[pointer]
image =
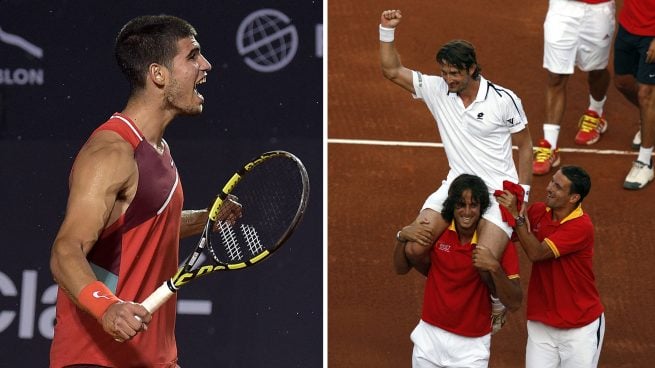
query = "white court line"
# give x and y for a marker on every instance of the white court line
(372, 142)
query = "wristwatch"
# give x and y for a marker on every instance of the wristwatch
(520, 221)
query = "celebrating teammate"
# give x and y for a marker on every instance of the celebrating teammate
(566, 323)
(456, 308)
(634, 66)
(120, 235)
(478, 122)
(575, 33)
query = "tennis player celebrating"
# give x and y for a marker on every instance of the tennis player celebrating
(456, 307)
(120, 235)
(566, 323)
(478, 123)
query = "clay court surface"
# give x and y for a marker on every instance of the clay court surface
(374, 189)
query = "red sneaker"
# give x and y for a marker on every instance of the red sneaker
(590, 127)
(545, 158)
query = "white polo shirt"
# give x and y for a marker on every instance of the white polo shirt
(477, 139)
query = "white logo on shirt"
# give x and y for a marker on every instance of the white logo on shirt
(444, 247)
(97, 295)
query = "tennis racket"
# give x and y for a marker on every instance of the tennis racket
(273, 190)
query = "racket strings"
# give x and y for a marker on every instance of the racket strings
(230, 241)
(252, 239)
(272, 195)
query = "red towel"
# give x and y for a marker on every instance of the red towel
(518, 191)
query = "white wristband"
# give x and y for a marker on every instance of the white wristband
(526, 190)
(386, 34)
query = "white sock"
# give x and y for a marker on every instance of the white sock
(645, 154)
(597, 106)
(496, 304)
(551, 133)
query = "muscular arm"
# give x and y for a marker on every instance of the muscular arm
(392, 68)
(523, 141)
(534, 249)
(102, 171)
(508, 290)
(102, 177)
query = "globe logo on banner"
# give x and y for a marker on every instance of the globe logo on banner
(267, 40)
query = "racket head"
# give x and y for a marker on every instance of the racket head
(273, 191)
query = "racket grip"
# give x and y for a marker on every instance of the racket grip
(157, 298)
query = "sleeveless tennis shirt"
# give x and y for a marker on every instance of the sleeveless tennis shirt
(133, 256)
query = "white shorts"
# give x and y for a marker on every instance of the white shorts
(577, 33)
(493, 215)
(435, 347)
(550, 347)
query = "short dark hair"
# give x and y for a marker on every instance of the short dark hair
(580, 180)
(149, 39)
(464, 182)
(460, 54)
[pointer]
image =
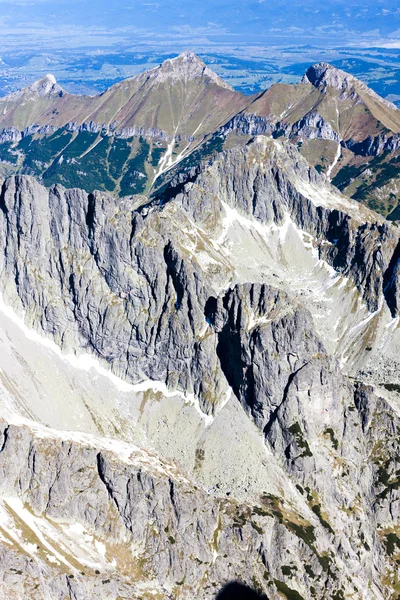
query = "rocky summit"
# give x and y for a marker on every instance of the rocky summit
(199, 372)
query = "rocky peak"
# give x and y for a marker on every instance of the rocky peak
(46, 86)
(325, 74)
(186, 67)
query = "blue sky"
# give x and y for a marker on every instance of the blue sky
(366, 22)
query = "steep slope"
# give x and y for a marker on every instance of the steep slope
(344, 128)
(121, 139)
(196, 299)
(341, 127)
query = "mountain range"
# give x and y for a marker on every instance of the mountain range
(125, 139)
(199, 379)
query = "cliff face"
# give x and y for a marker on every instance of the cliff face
(246, 307)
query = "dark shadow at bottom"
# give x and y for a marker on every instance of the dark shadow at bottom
(238, 591)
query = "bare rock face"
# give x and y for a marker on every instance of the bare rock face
(157, 289)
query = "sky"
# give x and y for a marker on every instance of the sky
(103, 23)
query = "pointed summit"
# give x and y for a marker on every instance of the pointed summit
(322, 75)
(186, 67)
(46, 86)
(325, 74)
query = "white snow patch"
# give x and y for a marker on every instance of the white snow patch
(335, 161)
(86, 362)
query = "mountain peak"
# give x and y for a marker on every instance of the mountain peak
(185, 67)
(325, 74)
(46, 86)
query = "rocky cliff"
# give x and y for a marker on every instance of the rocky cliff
(248, 308)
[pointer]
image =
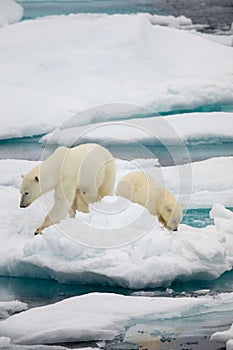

******

**GIVEN REQUEST**
Return every line of the items above that contains the word "dark".

**COMPLETED TASK**
query = "short dark hair"
# give x and y for a marker on every instance of the short dark hair
query = "dark shadow at bottom"
# give x and y for a marker on every instance of the dark shadow at bottom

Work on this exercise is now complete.